STATED TASK: Reproduce the entire listing below word for word, keeping every line unchanged.

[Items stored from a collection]
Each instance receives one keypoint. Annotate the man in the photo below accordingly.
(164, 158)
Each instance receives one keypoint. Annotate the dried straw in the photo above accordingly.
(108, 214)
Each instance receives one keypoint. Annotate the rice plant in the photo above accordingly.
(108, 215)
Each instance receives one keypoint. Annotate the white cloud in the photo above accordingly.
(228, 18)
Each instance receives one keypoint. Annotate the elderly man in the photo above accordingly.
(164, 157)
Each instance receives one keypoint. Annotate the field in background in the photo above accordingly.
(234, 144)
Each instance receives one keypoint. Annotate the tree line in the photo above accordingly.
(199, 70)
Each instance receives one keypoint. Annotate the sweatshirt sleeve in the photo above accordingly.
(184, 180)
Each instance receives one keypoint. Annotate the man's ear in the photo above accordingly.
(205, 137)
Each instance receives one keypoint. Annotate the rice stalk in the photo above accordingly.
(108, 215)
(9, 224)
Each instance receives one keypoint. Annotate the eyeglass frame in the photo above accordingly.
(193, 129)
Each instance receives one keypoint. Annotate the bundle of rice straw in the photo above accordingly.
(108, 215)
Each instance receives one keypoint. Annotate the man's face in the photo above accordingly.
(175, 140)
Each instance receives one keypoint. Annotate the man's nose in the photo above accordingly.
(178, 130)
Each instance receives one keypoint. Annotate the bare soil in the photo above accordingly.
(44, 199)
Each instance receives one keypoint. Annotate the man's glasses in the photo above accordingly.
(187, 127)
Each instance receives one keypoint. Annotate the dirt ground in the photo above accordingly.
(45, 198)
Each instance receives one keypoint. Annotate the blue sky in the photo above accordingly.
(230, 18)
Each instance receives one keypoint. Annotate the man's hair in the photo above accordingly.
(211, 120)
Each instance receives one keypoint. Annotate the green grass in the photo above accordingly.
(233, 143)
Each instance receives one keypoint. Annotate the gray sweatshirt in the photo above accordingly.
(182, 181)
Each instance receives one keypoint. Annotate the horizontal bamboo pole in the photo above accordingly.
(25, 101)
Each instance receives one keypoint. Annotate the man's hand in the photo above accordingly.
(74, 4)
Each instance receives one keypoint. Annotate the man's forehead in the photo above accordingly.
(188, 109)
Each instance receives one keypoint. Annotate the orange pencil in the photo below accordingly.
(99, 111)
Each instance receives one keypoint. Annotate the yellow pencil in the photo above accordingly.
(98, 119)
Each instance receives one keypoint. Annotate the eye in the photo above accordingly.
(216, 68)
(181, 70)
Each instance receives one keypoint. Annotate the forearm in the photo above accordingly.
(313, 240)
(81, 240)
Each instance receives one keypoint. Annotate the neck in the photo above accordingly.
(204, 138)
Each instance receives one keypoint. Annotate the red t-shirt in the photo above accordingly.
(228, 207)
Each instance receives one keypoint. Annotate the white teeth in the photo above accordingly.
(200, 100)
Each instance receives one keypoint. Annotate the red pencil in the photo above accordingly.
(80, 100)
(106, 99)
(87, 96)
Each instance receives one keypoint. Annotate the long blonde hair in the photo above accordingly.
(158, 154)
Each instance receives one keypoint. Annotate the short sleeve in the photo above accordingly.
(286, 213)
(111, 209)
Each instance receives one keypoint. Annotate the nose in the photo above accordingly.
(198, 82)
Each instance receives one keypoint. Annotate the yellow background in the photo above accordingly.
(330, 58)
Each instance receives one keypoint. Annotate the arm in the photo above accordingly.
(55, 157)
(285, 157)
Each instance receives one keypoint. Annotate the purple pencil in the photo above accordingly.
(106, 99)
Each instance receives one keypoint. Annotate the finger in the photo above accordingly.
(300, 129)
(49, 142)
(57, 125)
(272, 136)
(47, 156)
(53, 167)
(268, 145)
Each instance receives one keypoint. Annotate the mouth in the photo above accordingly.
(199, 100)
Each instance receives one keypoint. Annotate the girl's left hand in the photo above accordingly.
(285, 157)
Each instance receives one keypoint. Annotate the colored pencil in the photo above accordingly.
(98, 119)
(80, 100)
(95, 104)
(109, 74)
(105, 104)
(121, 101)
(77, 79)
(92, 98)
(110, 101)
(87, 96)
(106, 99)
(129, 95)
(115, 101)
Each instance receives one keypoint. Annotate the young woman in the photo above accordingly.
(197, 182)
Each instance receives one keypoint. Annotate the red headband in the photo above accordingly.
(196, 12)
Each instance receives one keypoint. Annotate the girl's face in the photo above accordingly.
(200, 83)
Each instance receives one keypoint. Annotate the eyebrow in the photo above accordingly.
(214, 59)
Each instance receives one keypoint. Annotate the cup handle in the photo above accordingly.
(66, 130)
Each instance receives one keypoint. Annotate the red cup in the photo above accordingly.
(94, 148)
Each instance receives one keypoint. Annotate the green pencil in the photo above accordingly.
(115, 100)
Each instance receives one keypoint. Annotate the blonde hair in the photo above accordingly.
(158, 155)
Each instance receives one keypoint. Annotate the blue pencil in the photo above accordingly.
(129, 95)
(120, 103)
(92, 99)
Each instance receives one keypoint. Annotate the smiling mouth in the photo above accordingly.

RESULT FOR THIS TASK:
Each instance receives one keypoint. Annotate the man in the photo below accordingly.
(164, 158)
Each instance receives one keypoint. Annotate the dried straw in the photo above accordingly.
(108, 214)
Each instance receives one keypoint. Annotate the rice plant in the photo above accordingly.
(108, 215)
Each instance receives one keypoint. Annotate the white cloud in the photo above accordingly.
(228, 18)
Each instance receives one keypoint. Annotate the elderly man in the photo above accordingly.
(164, 157)
Each instance receives one keypoint. Annotate the field in background in the photo above accordingly.
(234, 144)
Each instance receives one keypoint. Annotate the tree line in the photo above accordingly.
(199, 70)
Each instance receives one keypoint. Annotate the sweatshirt sleeve in the photo above accordingly.
(184, 180)
Each instance receives one keypoint. Annotate the man's ear in the photo above accordingly.
(205, 137)
Each instance receives one keypoint. Annotate the rice stalk in the photo above accordingly.
(108, 215)
(9, 224)
Each instance receives one keypoint. Annotate the eyeglass frame in the photo above accordingly.
(193, 129)
Each instance receives one keypoint. Annotate the bundle of rice straw in the photo above accordingly.
(108, 215)
Each instance receives one keypoint. Annotate the man's face in the photo above accordingly.
(175, 140)
Each instance receives one keypoint. Annotate the man's nose in the photo above accordingly.
(178, 130)
Each instance receives one keypoint. Annotate the bare soil in the photo above accordingly.
(44, 199)
Each instance receives one keypoint. Annotate the man's glasses in the photo above accordingly.
(187, 127)
Each instance receives one keypoint. Annotate the dirt ground in the photo above accordingly.
(45, 198)
Each instance receives one keypoint. Annotate the blue sky in the photo above accordingly.
(230, 18)
Each instance receives one keypoint. Annotate the man's hair in the photo above accordingly.
(211, 120)
Each instance receives one keypoint. Annotate the green grass in the photo above accordingly.
(233, 143)
Each instance receives one keypoint. Annotate the gray sweatshirt in the photo above accordingly.
(182, 181)
Each instance receives one keypoint. Annotate the horizontal bamboo pole in the photo above accordingly.
(25, 101)
Each instance receives one keypoint. Annotate the man's hand in the photo above accordingly.
(74, 4)
Each instance receives one keypoint. Annotate the man's forehead in the photo above accordingly.
(188, 109)
Each instance receives one keypoint. Annotate the orange pencil in the photo below accordingly.
(99, 111)
Each instance receives one keypoint. Annotate the yellow pencil in the photo above accordingly.
(98, 119)
Each instance receives one keypoint. Annotate the eye in the photo above accordingly.
(216, 68)
(181, 70)
Each instance receives one keypoint. Annotate the forearm in the photo above accordingly.
(313, 240)
(81, 240)
Each instance receives one keypoint. Annotate the neck in the photo above accordingly.
(204, 138)
Each instance receives one keypoint. Annotate the red t-shirt in the photo above accordingly.
(228, 207)
Each instance receives one keypoint. Annotate the white teeth in the photo above accordingly.
(200, 100)
Each instance receives one keypoint. Annotate the red pencil in the photo above accordingly.
(80, 100)
(106, 99)
(87, 96)
Each instance receives one keypoint. Annotate the long blonde hair in the photo above accordingly.
(158, 154)
Each instance receives one keypoint. Annotate the short sleeve in the photo above accordingly.
(286, 213)
(111, 209)
Each instance receives one keypoint. Annotate the nose in the photo above accordingly.
(198, 82)
Each instance receives one keypoint. Annotate the yellow background in the photo above accordingly.
(330, 58)
Each instance receives one keypoint. Annotate the arm in the photo above accordingly.
(55, 157)
(285, 157)
Each instance receives one keypoint. Annotate the purple pencil in the photo above accordingly.
(106, 99)
Each instance receives one keypoint. Annotate the finger in the photo above accordingly.
(300, 129)
(49, 142)
(57, 125)
(272, 136)
(47, 156)
(53, 167)
(268, 145)
Each instance receives one keypoint. Annotate the mouth in the photo above accordingly.
(199, 100)
Each instance receives one keypoint. Annotate the girl's left hand in the photo above accordingly.
(285, 157)
Each instance receives one keypoint. Annotate the colored pencil in the photo above accordingly.
(98, 119)
(80, 100)
(95, 104)
(109, 74)
(105, 104)
(121, 101)
(77, 79)
(92, 98)
(110, 101)
(87, 96)
(106, 99)
(129, 95)
(115, 101)
Each instance receives one keypoint. Annotate the young woman in the photo above accordingly.
(197, 182)
Each instance receives one keypoint. Annotate the red headband in the photo above accordingly.
(196, 12)
Each instance receives one keypoint. Annotate the girl's face in the photo above accordingly.
(200, 83)
Each instance receives one keypoint. Annotate the eyebrow in the photo above accordingly.
(214, 59)
Each instance receives one keypoint. Annotate the cup handle in the photo above accordingly.
(66, 130)
Each instance receives one keypoint. Annotate the red cup in the photo above accordingly.
(94, 148)
Each instance receives one keypoint. Annotate the green pencil in the photo above accordingly.
(115, 100)
Each instance receives one keypoint. Annotate the blonde hair in the photo above accordingly.
(158, 155)
Each instance receives one keypoint. Annotate the blue pencil in the photo above accordingly.
(129, 95)
(120, 103)
(92, 99)
Each instance receives one keypoint. Annotate the smiling mouth in the photo above accordingly.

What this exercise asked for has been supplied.